» **TEXT EXCERPT**
====
You guys missed a golden opportunity to squeal "What's in the baaaaaaaaaag!?" and remind us all that there are still GOOD movies like Seven out there. just sayin'

Christine Garam

Me when I saw the movie to be reviewed : "YEEEEEEEEEAAAAAAAAAAAAAAHHHHHHHHHHHHHHRRRRRRRRGGGGGGGGGGGHHHHHHHHOMFGOMFGOMFGOMFGOMFGOMFGOMFGOMHONEYWICKERMAN!!!!FUCKINGWICKERMAN!IT'SANICKCAGEMOVIEIT'S FUCKINGTERRIBLEOMGOMGOMGOMGNOITSBETTERTHANTHECHRISTIANMOVIESOMGOMGOMG" At this point my husband looked at me like I was a lunatic escaped from the asylum and backed away slowly to watch reruns of Game of Thrones.... so that happened.

Christine Garam

I co-sign your comment. The fellas need to take care of themselves.....

LPDHappy

I try to listen to the podcasts on Patreon when you guys put them up but I can't make it through them without the recording randomly freezing and refusing to play without stuttering past a certain point. This one craps out for me around 16:50. I can't get it to play past this part. I don't think it's a problem with you guys, I think it is something wrong with Patreon.
====
» **Dataset items**
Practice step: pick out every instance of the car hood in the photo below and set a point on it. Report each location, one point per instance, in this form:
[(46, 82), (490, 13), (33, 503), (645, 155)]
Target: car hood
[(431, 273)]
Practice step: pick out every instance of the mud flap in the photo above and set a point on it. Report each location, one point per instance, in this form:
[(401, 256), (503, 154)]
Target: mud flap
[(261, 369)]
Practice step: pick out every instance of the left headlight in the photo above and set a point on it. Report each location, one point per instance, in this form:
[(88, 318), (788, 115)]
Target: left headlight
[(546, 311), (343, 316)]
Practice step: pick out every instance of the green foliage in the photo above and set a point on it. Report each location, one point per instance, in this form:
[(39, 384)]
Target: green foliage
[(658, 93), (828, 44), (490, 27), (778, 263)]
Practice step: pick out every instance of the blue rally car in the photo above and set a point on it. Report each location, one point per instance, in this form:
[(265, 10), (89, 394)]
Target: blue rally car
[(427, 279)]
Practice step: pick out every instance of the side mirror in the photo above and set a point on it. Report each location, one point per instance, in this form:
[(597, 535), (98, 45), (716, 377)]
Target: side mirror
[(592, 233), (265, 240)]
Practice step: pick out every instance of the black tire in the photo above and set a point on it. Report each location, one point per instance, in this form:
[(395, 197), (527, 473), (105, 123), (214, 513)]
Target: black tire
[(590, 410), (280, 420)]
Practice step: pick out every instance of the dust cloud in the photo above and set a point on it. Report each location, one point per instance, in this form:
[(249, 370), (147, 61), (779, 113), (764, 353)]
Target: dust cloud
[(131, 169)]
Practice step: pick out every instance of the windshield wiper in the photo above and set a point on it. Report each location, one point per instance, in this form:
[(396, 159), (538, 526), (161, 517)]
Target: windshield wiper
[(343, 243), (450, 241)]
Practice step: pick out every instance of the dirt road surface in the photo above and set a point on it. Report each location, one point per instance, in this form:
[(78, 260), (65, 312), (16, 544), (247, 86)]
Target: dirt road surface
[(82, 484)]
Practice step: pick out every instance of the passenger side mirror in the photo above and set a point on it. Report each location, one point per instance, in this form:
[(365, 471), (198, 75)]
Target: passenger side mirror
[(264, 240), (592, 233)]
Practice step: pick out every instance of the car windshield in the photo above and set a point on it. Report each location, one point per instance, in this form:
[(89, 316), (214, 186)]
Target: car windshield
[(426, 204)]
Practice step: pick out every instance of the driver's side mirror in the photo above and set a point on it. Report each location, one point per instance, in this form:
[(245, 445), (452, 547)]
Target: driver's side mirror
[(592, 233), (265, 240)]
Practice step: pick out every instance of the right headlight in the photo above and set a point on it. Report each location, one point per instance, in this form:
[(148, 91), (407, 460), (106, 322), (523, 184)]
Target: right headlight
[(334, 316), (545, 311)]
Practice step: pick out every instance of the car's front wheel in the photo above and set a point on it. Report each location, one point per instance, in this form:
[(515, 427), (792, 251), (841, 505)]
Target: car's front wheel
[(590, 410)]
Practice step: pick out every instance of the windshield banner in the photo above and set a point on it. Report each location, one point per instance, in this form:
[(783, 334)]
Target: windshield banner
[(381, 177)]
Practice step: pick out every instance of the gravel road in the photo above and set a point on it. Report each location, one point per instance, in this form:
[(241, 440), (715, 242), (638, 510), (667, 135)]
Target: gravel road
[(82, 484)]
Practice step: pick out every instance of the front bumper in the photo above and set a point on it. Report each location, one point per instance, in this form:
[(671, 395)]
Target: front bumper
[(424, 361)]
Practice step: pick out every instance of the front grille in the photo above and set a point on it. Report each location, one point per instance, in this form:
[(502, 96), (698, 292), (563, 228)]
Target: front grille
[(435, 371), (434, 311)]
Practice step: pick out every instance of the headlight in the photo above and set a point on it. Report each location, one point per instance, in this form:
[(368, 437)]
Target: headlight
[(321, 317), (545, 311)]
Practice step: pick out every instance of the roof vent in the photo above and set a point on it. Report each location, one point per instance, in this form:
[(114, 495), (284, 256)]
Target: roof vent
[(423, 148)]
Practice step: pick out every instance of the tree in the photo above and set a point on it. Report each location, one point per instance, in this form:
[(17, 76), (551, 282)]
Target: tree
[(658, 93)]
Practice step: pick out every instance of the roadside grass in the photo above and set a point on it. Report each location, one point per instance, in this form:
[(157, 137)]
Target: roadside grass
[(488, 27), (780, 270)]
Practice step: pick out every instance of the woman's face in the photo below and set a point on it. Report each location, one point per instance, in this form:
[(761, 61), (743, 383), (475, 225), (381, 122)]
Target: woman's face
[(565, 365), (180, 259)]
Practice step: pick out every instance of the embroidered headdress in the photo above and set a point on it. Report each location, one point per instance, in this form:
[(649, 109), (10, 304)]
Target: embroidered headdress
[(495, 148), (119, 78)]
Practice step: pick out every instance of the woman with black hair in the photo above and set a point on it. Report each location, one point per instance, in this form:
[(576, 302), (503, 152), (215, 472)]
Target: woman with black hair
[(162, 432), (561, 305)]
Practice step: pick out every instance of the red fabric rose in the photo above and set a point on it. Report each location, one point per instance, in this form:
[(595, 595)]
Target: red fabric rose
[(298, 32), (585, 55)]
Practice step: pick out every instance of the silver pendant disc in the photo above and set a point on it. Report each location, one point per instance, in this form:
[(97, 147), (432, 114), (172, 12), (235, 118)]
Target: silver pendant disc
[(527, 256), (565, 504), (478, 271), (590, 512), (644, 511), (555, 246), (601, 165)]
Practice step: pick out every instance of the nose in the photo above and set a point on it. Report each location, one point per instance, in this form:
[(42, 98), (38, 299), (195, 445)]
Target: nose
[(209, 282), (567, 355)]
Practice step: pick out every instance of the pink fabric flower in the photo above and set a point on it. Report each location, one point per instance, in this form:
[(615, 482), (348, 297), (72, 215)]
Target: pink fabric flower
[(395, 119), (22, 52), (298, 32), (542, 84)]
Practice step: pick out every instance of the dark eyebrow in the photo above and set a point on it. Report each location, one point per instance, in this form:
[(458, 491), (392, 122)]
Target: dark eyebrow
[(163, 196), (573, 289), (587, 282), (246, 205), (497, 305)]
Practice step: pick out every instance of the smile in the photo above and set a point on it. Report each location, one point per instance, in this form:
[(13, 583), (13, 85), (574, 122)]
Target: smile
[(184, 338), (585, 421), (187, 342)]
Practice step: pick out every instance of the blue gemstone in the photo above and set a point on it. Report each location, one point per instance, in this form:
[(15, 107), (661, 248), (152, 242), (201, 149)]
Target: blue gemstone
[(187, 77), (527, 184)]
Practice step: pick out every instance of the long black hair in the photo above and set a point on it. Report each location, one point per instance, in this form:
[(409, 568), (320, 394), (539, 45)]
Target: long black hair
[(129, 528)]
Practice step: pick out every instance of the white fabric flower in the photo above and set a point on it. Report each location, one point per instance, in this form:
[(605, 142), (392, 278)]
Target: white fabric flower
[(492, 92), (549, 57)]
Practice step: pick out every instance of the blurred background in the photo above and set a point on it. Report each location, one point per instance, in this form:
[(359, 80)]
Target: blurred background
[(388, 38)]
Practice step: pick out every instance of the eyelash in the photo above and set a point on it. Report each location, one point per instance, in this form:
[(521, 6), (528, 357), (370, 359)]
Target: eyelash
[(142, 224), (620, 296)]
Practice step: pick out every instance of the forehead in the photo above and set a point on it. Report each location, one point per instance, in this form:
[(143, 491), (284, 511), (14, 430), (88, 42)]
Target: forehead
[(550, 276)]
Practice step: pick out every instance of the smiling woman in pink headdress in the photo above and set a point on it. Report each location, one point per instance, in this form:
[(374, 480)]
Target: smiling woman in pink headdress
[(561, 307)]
====
» **SET TASK 1**
According to the reader comments, around what point in the recording does this podcast stop playing for the commenter who listens on Patreon?
» **SET TASK 2**
Carry on the reader comments from the point where they end.

» **EXERCISE OUTPUT 1**
Around 16:50.

» **EXERCISE OUTPUT 2**
Brendan Horn

Question: Especially with you guys taking on another podcast, what about trying to do only 2 bonus episodes every three months. Especially since you have all the lives shows coming up. Love the content, just don't want you getting burnt out.

Joseph Kubal

Something more horrible than Nicholas Cage butchering a cult classic? Crivens!

Paul Freelend

Omgomgomg!! Ty in advanceeeee!!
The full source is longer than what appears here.